- Task description
Copy each record exactly as it reads, leaving out any pictures it holds.

- Material supplied
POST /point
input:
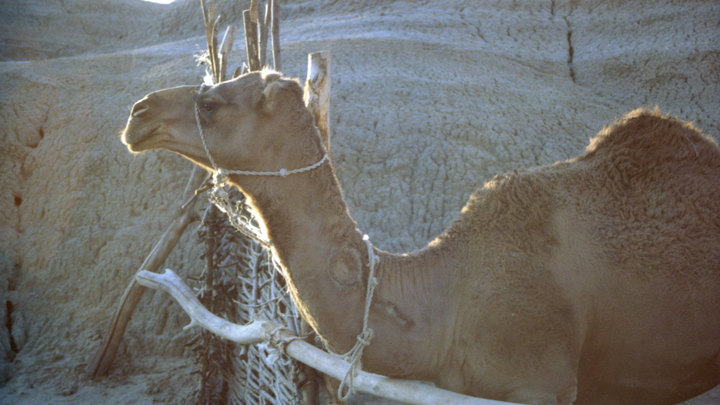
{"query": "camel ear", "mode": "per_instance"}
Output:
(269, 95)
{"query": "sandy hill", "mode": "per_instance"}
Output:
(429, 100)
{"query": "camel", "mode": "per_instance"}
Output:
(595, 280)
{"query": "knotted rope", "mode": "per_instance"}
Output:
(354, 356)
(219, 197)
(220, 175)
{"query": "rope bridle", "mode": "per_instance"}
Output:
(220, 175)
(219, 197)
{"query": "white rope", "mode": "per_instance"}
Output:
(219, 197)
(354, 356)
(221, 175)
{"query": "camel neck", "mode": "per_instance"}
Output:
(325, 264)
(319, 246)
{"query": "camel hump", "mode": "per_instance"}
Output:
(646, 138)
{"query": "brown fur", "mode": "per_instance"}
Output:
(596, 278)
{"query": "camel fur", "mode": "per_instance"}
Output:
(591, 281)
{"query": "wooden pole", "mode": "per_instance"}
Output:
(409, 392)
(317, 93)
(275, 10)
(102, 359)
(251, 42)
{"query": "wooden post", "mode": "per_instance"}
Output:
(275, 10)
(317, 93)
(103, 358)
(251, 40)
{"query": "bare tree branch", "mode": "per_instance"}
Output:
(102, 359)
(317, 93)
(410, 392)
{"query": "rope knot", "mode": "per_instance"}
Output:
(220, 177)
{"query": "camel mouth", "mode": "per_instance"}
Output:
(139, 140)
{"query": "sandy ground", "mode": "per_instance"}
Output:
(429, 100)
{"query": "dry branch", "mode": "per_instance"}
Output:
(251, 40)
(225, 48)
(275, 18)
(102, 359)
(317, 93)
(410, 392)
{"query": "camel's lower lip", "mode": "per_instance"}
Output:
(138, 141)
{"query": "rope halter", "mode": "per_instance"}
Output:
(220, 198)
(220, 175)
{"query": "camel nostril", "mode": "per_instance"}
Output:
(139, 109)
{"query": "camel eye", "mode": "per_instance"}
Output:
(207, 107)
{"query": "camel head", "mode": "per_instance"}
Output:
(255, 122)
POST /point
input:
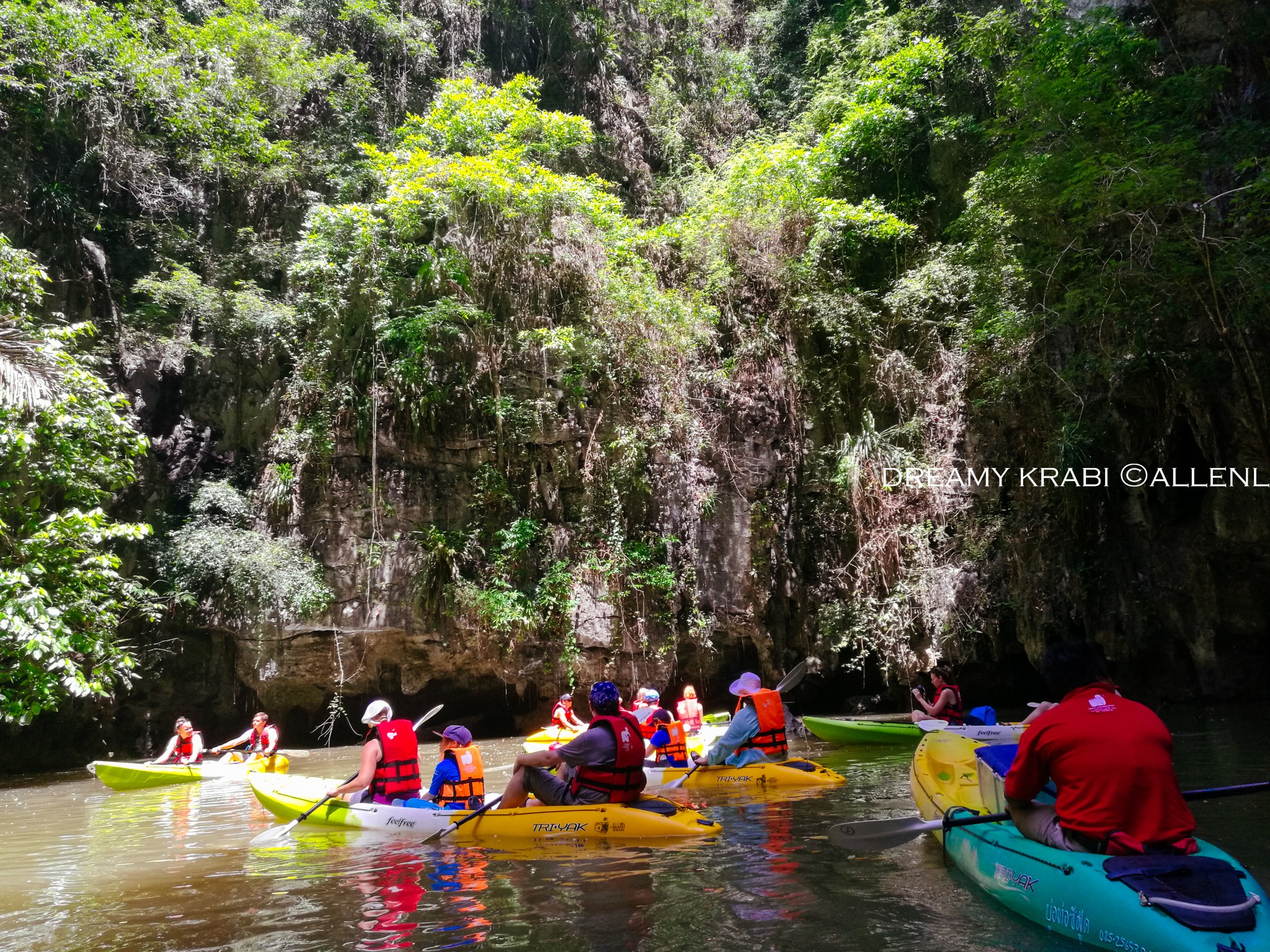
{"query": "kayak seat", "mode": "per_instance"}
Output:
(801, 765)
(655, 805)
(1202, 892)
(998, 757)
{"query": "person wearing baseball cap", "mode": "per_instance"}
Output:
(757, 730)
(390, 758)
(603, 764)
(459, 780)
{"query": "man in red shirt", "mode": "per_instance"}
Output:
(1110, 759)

- Worked answer
POST /point
input:
{"query": "camel ear", "mode": "per_instance"}
Output:
(269, 95)
{"query": "sandy hill", "mode": "per_instance"}
Output:
(429, 100)
{"query": "camel", "mode": "per_instance"}
Output:
(595, 280)
{"query": "knotted rope", "mode": "per_instance"}
Output:
(354, 356)
(219, 197)
(220, 175)
{"query": "rope bridle", "mode": "per_instance"}
Output:
(220, 175)
(219, 197)
{"query": "white rope", "mode": "per_instance"}
Output:
(219, 197)
(354, 356)
(221, 175)
{"query": "camel neck", "mode": "per_instance"}
Output:
(325, 264)
(319, 246)
{"query": "camel hump", "mode": "per_instance"}
Output:
(646, 138)
{"query": "brown fur", "mode": "per_instance"}
Output:
(596, 278)
{"query": "camel fur", "mode": "per_instance"}
Output:
(591, 281)
{"query": "wooden pole", "mode": "per_instance"}
Output:
(409, 392)
(317, 93)
(275, 10)
(102, 359)
(251, 42)
{"query": "wooden post", "mode": "per_instance"}
Output:
(275, 10)
(317, 93)
(103, 358)
(251, 40)
{"query": "bare tree branch", "mode": "per_instance"}
Output:
(102, 359)
(317, 93)
(410, 392)
{"query": "rope knot", "mode": "per_instance"}
Output:
(220, 177)
{"query": "camel mouth", "mode": "per_instance"}
Output:
(139, 140)
{"query": "sandy ground", "mode": "per_instance"}
Output:
(429, 100)
{"query": "dry branch", "mode": "per_instance"}
Output:
(251, 40)
(225, 48)
(275, 18)
(102, 359)
(317, 93)
(410, 392)
{"query": "camel's lower lip", "mode": "per_instance"}
Output:
(138, 141)
{"query": "rope halter", "mode": "per_instance"}
Output:
(220, 198)
(220, 175)
{"query": "camel nostril", "mode": "per_instance"}
Output:
(139, 109)
{"query": "camel eye", "mode": "per_instance"}
Output:
(207, 107)
{"query": "camel head", "mode": "per_instance"}
Output:
(255, 122)
POST /point
input:
{"query": "kayak seat", "mode": "per_instance"}
Output:
(801, 765)
(655, 805)
(1202, 892)
(998, 757)
{"query": "person wearing baseball cap", "mode": "per_instance"}
Output:
(757, 730)
(390, 758)
(603, 764)
(459, 780)
{"query": "man in red shirt", "mode": "per_instance"}
Output:
(1110, 759)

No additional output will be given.